Your instructions: Quote the data verbatim, beginning with the line that contains "For the cooking" and continuing through the end of the data.

* BEGIN Entries shown *

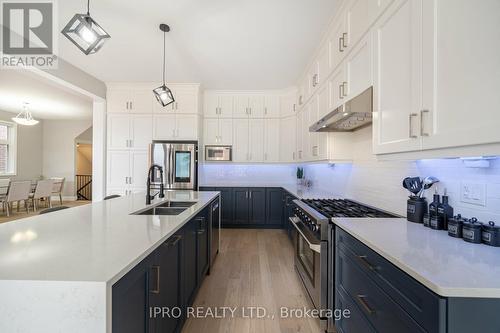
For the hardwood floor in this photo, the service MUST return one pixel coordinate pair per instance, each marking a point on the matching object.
(15, 215)
(253, 268)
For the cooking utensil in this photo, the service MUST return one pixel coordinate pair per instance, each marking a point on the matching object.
(427, 184)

* END Entries shown *

Task answer:
For the cooking utensil in this photo, the service MUST return one pixel coordinate pair per instance, each marking a point on the matching object.
(427, 184)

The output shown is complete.